_What you will do_
Where the records below show a line containing "Target: hedge row", start copying; end with the line containing "Note to the class: find each instance of the green", and copy it too.

[Point-per-instance localization data]
┌──

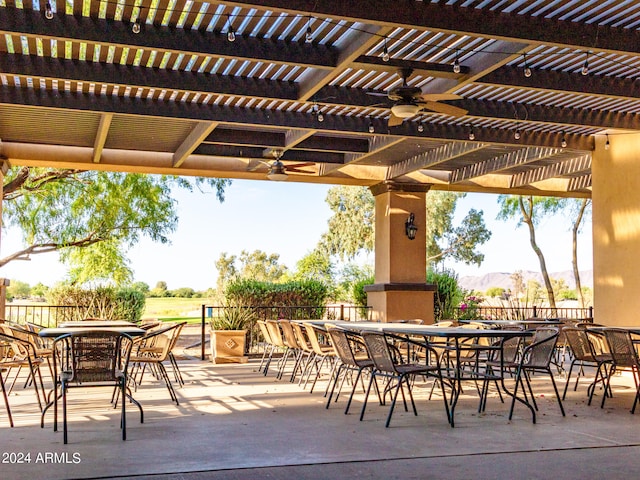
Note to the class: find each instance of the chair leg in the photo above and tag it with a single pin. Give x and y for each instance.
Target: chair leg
(612, 370)
(555, 388)
(176, 370)
(366, 395)
(566, 385)
(167, 380)
(6, 400)
(123, 421)
(64, 411)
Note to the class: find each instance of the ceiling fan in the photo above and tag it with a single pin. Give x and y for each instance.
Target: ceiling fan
(278, 170)
(409, 101)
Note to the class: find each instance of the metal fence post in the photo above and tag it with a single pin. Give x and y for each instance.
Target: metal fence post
(202, 335)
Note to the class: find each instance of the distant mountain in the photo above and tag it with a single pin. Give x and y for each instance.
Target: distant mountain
(501, 279)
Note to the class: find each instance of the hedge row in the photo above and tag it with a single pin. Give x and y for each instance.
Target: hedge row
(101, 302)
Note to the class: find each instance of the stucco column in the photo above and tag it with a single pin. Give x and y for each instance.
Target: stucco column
(400, 291)
(616, 229)
(4, 282)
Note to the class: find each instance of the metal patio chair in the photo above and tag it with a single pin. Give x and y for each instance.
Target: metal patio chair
(91, 358)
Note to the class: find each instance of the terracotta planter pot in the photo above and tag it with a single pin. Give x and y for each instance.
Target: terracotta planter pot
(227, 346)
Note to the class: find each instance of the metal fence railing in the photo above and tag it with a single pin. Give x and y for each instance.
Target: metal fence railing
(521, 313)
(44, 315)
(254, 337)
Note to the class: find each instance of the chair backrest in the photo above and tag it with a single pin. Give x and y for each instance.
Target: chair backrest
(312, 335)
(341, 345)
(540, 351)
(621, 347)
(162, 340)
(301, 337)
(379, 351)
(92, 356)
(19, 342)
(275, 333)
(262, 325)
(579, 343)
(444, 323)
(290, 339)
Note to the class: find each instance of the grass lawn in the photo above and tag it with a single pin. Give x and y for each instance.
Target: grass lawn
(174, 308)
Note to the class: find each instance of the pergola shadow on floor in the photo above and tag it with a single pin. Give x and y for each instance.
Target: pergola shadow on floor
(233, 422)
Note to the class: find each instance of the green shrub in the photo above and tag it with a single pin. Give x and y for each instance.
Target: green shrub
(448, 294)
(307, 293)
(360, 296)
(100, 302)
(234, 317)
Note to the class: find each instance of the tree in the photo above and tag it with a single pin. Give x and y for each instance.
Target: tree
(160, 290)
(91, 217)
(578, 209)
(530, 210)
(227, 270)
(18, 289)
(444, 239)
(315, 265)
(141, 287)
(351, 228)
(256, 265)
(494, 292)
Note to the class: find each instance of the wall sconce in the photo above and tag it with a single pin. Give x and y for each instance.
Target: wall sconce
(410, 227)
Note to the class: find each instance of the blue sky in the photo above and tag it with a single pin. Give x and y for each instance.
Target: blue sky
(288, 219)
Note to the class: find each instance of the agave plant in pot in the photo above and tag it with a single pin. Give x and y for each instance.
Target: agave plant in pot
(228, 334)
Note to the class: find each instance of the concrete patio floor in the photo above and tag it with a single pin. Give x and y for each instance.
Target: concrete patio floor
(233, 423)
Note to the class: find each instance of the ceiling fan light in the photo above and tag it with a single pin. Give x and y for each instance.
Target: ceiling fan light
(405, 110)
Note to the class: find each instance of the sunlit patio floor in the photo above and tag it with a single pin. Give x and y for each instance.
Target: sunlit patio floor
(233, 423)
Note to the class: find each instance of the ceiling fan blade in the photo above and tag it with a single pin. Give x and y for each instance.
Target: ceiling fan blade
(437, 97)
(394, 121)
(444, 108)
(377, 94)
(299, 165)
(255, 165)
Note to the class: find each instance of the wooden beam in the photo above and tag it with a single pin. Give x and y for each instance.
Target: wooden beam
(115, 74)
(360, 41)
(581, 164)
(271, 119)
(200, 131)
(503, 162)
(32, 24)
(475, 22)
(101, 135)
(433, 157)
(564, 82)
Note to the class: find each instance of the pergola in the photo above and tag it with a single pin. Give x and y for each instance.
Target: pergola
(530, 94)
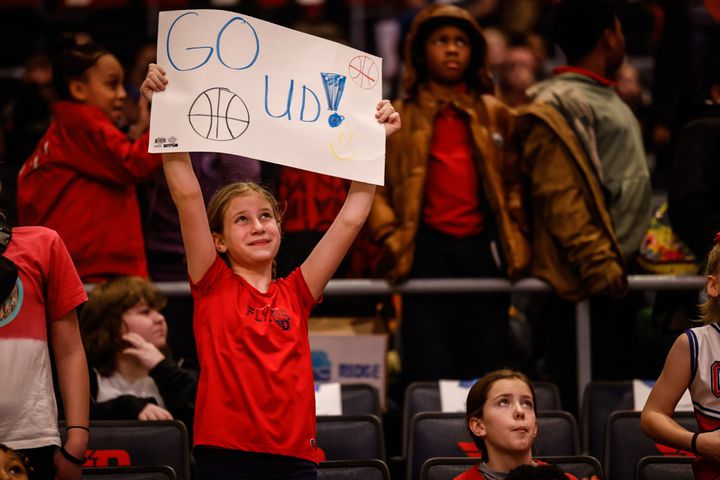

└──

_Result below_
Target: hedge row
(101, 302)
Note to the class: find each instance of the stucco column in the photo above and tag it with a single pin. Give x and y for each instance.
Target: stucco column
(400, 291)
(616, 229)
(4, 282)
Note to the class: find each instance of the metal patio chair in the photo above and tag it with a single pin. Give x and y for each instance.
Target: metal patio chair
(91, 358)
Note to the class: find each instance of the terracotta planter pot in the photo above and tag it with a single pin. Give x and y for each instance.
Target: terracotta planter pot
(227, 346)
Note to the class: find each instance of the metal fence railing in the photo above and tag it with a single pin. Give x and y for each instance.
Target: metal fence railing
(521, 313)
(44, 315)
(254, 337)
Note to the class: find each instance of the chair backrest in the photo above and tag it with a single pin. Give x and y for each instance.
Target: chair backrest
(312, 335)
(341, 345)
(540, 351)
(621, 347)
(162, 340)
(301, 337)
(379, 351)
(92, 356)
(19, 342)
(275, 333)
(262, 325)
(579, 343)
(444, 323)
(290, 339)
Note to the class: find each instance of the grass lawn in the photo above and tag it with a single pin. Give x and y for each instance.
Target: grass lawn
(174, 308)
Note to the class: find each instance of the pergola shadow on floor in the photo above and tag it with a single pin. Give x and y for each instance.
Target: pergola shadow on floor
(233, 422)
Note to the class: find each instance of the green shrub in the photo above and tag it with a single pin. Give x and y for each instance.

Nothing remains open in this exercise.